— start of SOURCE DATA —

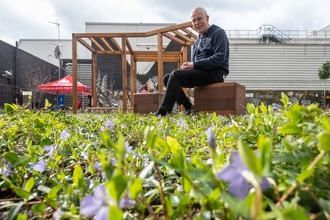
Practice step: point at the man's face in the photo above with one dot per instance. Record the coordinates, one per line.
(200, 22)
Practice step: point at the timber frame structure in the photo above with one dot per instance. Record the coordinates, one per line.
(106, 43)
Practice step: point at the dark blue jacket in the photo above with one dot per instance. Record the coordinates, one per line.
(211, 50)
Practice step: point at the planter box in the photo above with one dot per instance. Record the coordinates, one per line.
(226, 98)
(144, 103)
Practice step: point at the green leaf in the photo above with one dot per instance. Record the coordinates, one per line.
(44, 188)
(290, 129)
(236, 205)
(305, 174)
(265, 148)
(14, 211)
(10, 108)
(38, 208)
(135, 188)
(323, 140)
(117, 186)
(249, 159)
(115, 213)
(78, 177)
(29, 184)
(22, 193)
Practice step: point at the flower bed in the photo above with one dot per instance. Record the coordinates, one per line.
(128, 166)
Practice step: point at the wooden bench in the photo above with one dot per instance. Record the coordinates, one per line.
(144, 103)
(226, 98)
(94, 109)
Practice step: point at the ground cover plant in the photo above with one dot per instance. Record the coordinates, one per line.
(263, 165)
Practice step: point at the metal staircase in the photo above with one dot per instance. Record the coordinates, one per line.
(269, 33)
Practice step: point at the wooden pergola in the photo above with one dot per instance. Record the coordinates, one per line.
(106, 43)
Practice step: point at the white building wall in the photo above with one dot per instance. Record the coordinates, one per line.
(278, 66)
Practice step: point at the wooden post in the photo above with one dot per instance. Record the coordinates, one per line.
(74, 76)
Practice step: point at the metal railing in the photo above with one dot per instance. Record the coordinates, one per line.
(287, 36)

— end of SOURCE DATA —
— start of SOURCE DATA —

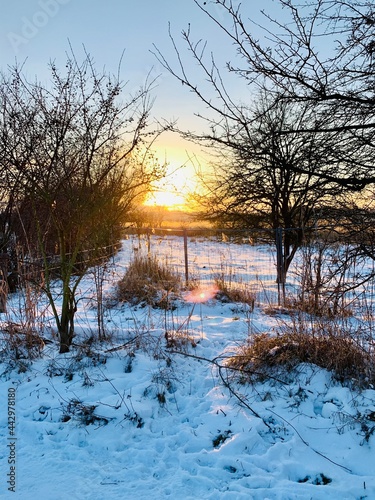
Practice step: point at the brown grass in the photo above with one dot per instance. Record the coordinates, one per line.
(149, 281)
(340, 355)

— end of SOURCE DATA —

WHAT YOU NEED TO DO:
Return each line of the records that contains the word "wooden". Case counts.

TASK ANSWER:
Practice step: point at the wooden bench in the photo above with one dot per instance. Record the coordinates, one per line.
Practice step: point at the wooden pergola in the photo above with one dot per instance. Record the coordinates, one per line.
Practice step: point at the wooden post in the photo above with one dot per instance. Record the coordinates, one per line.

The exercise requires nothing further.